Strange Bedfellows
Designing a better Illinois economy
Illinois Times
October 8, 1992
In which I am caught pouring some fresh hot water over some old coffee grounds. I had covered an international design show for the Reader, and did this piece in which I reconsidered in a statewide context some of the issues thus raised.
Finding myself in the Loop with some time to kill, I stopped by a Starbucks, the chain coffee boutique that been spreading like bankruptcy across the country. A sign on a display shelf caught my eye. "At last," it read, "an electric, automatic drip coffee-maker that we can enthusiastically recommend." The patriot in me swelled to note that it was a product of Springfield's own Bunn-O-Matic Corporation, which obviously has applied its path-breaking office coffee-maker technology to the home market.
The previous standard for U.S. electric coffee-makers was set by Mr. Coffee, a shoddily-made machine that heated water only hot enough to make a coffee-flavored emulsion rather than to actually brew coffee, and whose popularity in the '80s explains why so few American young people like coffee. In its place now stood a Bunn-O-Matic, right next to Krups machines from Germany and assorted Italian espresso apparatus, sleek, sturdy, and (thanks to the ailing dollar) competitively priced.
As it happened, I was in Chicago that day to learn more about good industrial design. The Chicago Athenaeum had mounted a salute to "Good Design" that showcases 150 products of all kinds designed by and for such Illinois firms as Motorola Inc. and John Deere. In October, a show will open called "Elegant Techniques," sponsored by the Italian Trade Commission; this exhibit is to feature Italian furniture by 50 designers from 1980 to 1992 and reportedly will reveal the various phases (including production techniques) that bring each piece to its finished form.
------------
# GIVEN REQUEST A
Can you condense the paragraph in the design column that begins "As it happened" into a short list of its main facts?
# GIVEN REQUEST B
What comes next in the column on Illinois design? Carry it on from the last sentence shown.
The rows play no part in any of this.

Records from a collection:
------------
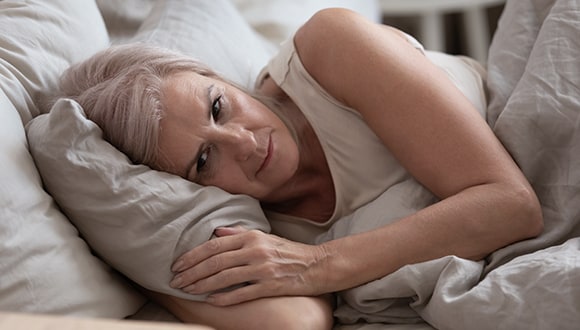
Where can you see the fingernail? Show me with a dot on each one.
(176, 282)
(177, 266)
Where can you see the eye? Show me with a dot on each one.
(202, 161)
(216, 108)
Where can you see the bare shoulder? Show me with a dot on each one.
(338, 45)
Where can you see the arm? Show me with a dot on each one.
(300, 313)
(433, 130)
(486, 202)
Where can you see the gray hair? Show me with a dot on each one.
(120, 89)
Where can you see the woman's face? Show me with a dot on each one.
(214, 134)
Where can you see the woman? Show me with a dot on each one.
(343, 81)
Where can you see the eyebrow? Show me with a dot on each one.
(193, 161)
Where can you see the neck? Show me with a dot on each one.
(310, 192)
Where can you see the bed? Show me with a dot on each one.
(80, 224)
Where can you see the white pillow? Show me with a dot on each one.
(213, 32)
(39, 40)
(45, 266)
(139, 220)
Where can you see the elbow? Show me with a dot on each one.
(528, 211)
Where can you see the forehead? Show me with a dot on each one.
(185, 103)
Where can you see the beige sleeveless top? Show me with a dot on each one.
(360, 165)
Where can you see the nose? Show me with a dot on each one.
(237, 141)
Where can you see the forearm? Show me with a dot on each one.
(302, 313)
(470, 224)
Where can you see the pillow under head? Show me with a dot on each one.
(137, 219)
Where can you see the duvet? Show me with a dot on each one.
(534, 109)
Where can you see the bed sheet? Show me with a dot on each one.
(534, 81)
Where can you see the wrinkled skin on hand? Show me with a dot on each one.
(263, 264)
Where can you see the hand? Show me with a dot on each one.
(266, 265)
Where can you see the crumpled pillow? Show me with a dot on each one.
(137, 219)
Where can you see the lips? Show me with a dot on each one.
(268, 155)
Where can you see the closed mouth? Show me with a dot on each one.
(268, 155)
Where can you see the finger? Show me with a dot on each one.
(209, 267)
(222, 280)
(206, 250)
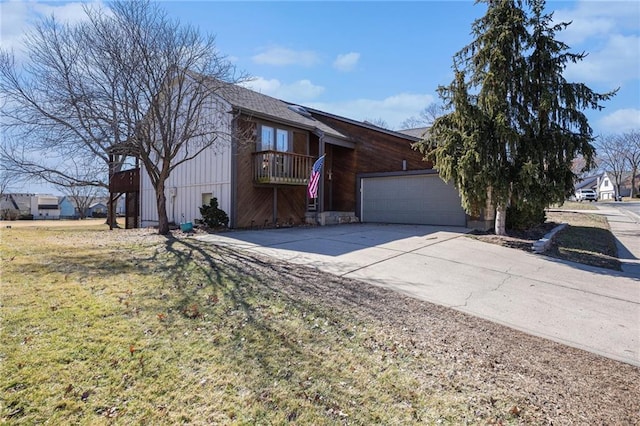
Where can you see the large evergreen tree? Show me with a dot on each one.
(515, 123)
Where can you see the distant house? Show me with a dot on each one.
(45, 207)
(625, 186)
(97, 209)
(260, 175)
(601, 183)
(68, 209)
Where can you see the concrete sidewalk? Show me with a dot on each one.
(625, 226)
(590, 308)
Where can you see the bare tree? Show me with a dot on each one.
(611, 156)
(176, 80)
(5, 181)
(631, 142)
(127, 82)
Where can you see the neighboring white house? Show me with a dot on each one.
(605, 188)
(601, 183)
(45, 207)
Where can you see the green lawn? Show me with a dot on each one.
(128, 327)
(160, 331)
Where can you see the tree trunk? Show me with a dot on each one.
(112, 220)
(501, 220)
(161, 200)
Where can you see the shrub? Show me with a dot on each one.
(213, 216)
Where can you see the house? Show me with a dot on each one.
(606, 189)
(97, 209)
(45, 207)
(259, 174)
(625, 185)
(16, 206)
(601, 183)
(68, 208)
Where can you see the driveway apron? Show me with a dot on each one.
(590, 308)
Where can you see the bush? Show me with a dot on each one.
(212, 216)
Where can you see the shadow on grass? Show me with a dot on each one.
(586, 245)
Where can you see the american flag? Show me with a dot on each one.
(312, 189)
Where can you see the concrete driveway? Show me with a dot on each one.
(594, 309)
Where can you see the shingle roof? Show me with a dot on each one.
(251, 102)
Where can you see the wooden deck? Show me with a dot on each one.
(281, 168)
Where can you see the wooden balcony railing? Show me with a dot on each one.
(281, 168)
(125, 181)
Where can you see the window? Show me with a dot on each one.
(282, 140)
(266, 140)
(273, 139)
(206, 198)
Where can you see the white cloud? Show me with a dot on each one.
(18, 17)
(618, 61)
(299, 91)
(346, 62)
(393, 109)
(281, 56)
(597, 18)
(621, 120)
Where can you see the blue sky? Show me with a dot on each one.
(383, 60)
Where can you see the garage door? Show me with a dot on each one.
(415, 199)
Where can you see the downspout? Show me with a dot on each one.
(233, 213)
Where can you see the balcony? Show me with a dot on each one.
(281, 168)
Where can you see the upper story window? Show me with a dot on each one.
(273, 139)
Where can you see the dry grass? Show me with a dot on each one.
(587, 239)
(127, 327)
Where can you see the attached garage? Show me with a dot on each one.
(411, 199)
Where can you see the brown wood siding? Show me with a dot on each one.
(377, 151)
(339, 190)
(254, 203)
(300, 142)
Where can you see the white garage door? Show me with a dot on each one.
(415, 199)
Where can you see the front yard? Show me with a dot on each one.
(127, 327)
(587, 239)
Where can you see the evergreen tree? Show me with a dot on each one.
(516, 123)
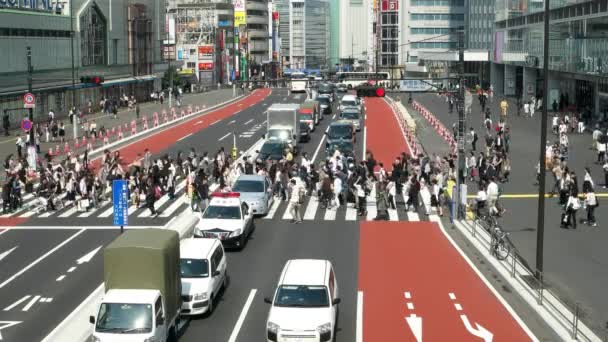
------------
# ANSWER A
- The writer was in Chicago that day to learn more about good industrial design.
- The Chicago Athenaeum had mounted a salute to "Good Design" showcasing 150 products designed by and for Illinois firms such as Motorola Inc. and John Deere.
- In October, a show called "Elegant Techniques," sponsored by the Italian Trade Commission, will open. It will feature Italian furniture by 50 designers from 1980 to 1992 and reportedly reveal the phases, including production techniques, that bring each piece to its finished form.

# ANSWER B
No art for art's sake here. It is design—not low-cost labor or superior marketing—that distinguishes Japanese electronics and cars or Italian housewares from their U.S. competitors. It is design that made Milan the fashion capital of the furniture and housewares racket. And there are people who believe that it is design that will restore Chicago's (and thus Illinois') place in the global economic scheme of things.
Chicago and Illinois used to be the nation's top furniture makers. That distinction is today enjoyed by North Carolina, California and Michigan. but furniture design and manufacturing in Illinois is still a billion-dollar industry that employs some 20,000 workers. Location and access to cheap materials made Illinois a giant, but other places now enjoy those advantages in the domestic market, and they never did mean much in the international market. The world needs furniture—there probably isn't a dozen decent executive office suites in the whole Communist bloc—but Illinois isn't selling it to them. Only about $55 million of Illinois' output in 1990 was sold abroad, according to the Department of Commerce and Community Affairs.
"Because all trends in today's design originate in Italy, Milan is considered a center of design," explains Athenaeum director and Chicago booster Christian Laine. "Chicago has equal talent and resource. The only difference is that we don't promote the industry nationally or internationally." So, last April the Athenaeum (with help from DCCA) unveiled a showing of new Chicago furniture by ten Chicago designers at the Salon de Mobile di Milano, which is a sort of World's Fair of furniture. Milan is to the well-seated buttock what Paris used to be to the well‑tailored one, and it was the first time Chicago designers have shown there.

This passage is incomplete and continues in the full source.